INSTRUCTION:
Copy out the data below verbatim.
───── THE RECORDS ─────
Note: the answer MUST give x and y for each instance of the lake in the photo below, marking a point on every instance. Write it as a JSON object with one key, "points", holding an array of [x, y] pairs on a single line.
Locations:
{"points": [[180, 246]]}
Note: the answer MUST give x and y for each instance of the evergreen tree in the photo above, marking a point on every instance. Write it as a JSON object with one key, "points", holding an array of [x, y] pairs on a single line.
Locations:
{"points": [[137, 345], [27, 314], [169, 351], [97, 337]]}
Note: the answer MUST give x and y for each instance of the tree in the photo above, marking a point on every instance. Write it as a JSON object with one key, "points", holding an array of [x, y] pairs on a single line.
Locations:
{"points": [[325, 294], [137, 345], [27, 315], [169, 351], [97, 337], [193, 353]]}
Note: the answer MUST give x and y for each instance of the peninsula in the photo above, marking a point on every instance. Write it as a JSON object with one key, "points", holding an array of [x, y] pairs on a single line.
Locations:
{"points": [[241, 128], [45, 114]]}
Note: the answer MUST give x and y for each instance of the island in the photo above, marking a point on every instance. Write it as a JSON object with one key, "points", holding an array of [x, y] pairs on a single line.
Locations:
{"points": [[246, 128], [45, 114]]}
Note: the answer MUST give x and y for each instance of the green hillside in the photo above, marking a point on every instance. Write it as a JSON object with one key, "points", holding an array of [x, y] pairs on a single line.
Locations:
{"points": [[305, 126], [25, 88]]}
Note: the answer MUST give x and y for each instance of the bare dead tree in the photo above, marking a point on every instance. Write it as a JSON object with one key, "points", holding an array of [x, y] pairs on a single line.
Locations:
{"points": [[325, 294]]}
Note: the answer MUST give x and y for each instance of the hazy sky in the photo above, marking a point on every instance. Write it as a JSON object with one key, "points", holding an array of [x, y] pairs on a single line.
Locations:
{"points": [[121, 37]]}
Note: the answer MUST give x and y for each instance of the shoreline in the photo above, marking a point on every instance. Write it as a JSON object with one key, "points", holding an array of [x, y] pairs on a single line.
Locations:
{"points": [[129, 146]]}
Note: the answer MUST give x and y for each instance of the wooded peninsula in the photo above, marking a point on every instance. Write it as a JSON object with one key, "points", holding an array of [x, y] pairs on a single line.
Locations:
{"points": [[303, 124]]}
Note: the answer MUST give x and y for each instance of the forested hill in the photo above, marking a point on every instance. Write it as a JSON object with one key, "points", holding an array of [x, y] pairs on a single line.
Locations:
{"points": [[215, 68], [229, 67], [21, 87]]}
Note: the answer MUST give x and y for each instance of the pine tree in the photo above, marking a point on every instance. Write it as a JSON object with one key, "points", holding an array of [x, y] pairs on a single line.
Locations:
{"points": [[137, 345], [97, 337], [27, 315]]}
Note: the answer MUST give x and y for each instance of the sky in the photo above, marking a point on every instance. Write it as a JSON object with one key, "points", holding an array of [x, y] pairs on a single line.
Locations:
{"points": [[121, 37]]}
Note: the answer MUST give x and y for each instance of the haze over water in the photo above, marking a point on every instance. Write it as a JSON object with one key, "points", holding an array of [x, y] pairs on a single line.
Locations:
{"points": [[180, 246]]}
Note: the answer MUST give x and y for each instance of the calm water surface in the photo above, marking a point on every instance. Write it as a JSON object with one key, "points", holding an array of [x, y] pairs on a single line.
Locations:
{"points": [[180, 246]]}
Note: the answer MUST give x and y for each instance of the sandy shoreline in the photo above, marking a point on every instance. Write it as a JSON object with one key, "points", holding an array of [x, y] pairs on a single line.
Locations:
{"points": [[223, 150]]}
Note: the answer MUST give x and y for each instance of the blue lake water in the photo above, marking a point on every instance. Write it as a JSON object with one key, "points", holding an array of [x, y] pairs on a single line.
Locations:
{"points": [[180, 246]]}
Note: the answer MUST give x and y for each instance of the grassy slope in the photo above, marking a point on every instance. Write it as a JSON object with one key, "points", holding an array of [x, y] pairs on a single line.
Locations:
─────
RESPONSE TO THIS EXERCISE:
Note: the answer MUST give x and y for each instance of the lake in the photo below, marking a point on every instance. Write it as a JSON object with one key, "points", holding an array of [x, y] pairs on a single line.
Locations:
{"points": [[180, 246]]}
Note: the answer MUST give x and y for each instance of the evergreen tree in the photo above, marking a point on every instance. Write it as a JSON object with one key, "points", holding an array of [x, y] pairs on a single line.
Locations:
{"points": [[137, 345], [27, 314], [169, 351], [97, 337]]}
Note: the answer MUST give x and y for each instance of the tree in the photo above, marking a point on every instance. Write it as a JSON object with one key, "points", holding an array of [x, y] pairs on a single line.
Locations:
{"points": [[325, 294], [137, 345], [27, 315], [169, 351], [97, 337], [193, 353]]}
Note: the answer MUST give x and y for each instance of the peninsula in the photo above, marking a point on every instance. Write it as a JSON object with one key, "points", holding an array of [x, y] pairs on a single line.
Locations:
{"points": [[241, 128], [45, 114]]}
Note: the answer MUST give x and y for each instance of the island in the photo above, marking a point on every instance. Write it as a JSON object with one key, "points", holding an array of [x, y] pairs on a single line.
Locations:
{"points": [[246, 128], [45, 114]]}
Note: the answer MUST give x and y for each instance of the green hillside in the photo above, marking a point on every instance. Write it as a JSON object with one key, "points", holding an array of [x, y] pairs on a single line.
Locations:
{"points": [[305, 126], [25, 88]]}
Note: the answer MUST give x and y for each instance of the bare dead tree in the photo above, marking a point on every instance. Write it as a JSON object with one key, "points", holding an array of [x, y] pairs on a single line.
Locations:
{"points": [[325, 294]]}
Note: the answer MUST give x and y for each instance of the hazy sky in the photo above, marking a point on every instance. Write it as a JSON object with one key, "points", holding an array of [x, y] pairs on a single line.
Locations:
{"points": [[121, 37]]}
Note: the answer MUST give x and y for each instance of the shoreline in the photo above, marking a point on every instance. Write it as a JSON object with one key, "points", holding an array of [x, y] pairs on a single line.
Locations:
{"points": [[129, 146]]}
Note: the answer MUST give x and y for each instance of the wooded peninsula in the photo above, marking a point on every instance. Write it as a JSON object with one key, "points", holding an array of [x, y] pairs on a single line.
Locations:
{"points": [[303, 124]]}
Note: the answer MUST give x and y for each instance of the forested hill in the photo above, marking a point on every instance. Write it as a JSON object with one key, "points", holding an array of [x, y] pairs on a single line.
Locations:
{"points": [[215, 68], [229, 67], [21, 87]]}
Note: the answer MUST give x and y for each instance of the pine tree in the photo above, marking a point on every instance. Write it as a JSON object with one key, "points", holding an array of [x, y] pairs on a single line.
Locations:
{"points": [[137, 345], [97, 337], [27, 315]]}
Note: the answer MUST give x and y for each instance of the sky in the photo above, marking a point on every instance. Write it as a JSON object with one key, "points", holding an array of [x, y] pairs on a single line.
Locations:
{"points": [[121, 37]]}
Note: the answer MUST give x and y for each instance of the haze over water in the photo above, marking a point on every instance. Write it as a JSON object with one key, "points", holding an array of [x, y] pairs on a single line.
Locations:
{"points": [[180, 246]]}
Note: the answer MUST give x and y for each instance of the calm water surface in the photo above, marking a point on every instance. Write it as a JSON object with one key, "points", holding an array of [x, y] pairs on a single line.
Locations:
{"points": [[180, 246]]}
Note: the answer MUST give x and y for each instance of the sandy shoreline in the photo above, marking a point on every instance. Write it as a JSON object with one key, "points", holding an array of [x, y] pairs on a single line.
Locations:
{"points": [[223, 150]]}
Note: the answer MUST give x and y for each instance of the blue lake water in the photo above, marking a point on every instance. Write it as a JSON object with one key, "points", holding an array of [x, y] pairs on a single line.
Locations:
{"points": [[180, 246]]}
Note: the answer MUST give x and y for each instance of the grassy slope in the photo above, marking a point on every instance. Write it as a JSON object with one key, "points", holding an array of [x, y] pairs on a single line.
Locations:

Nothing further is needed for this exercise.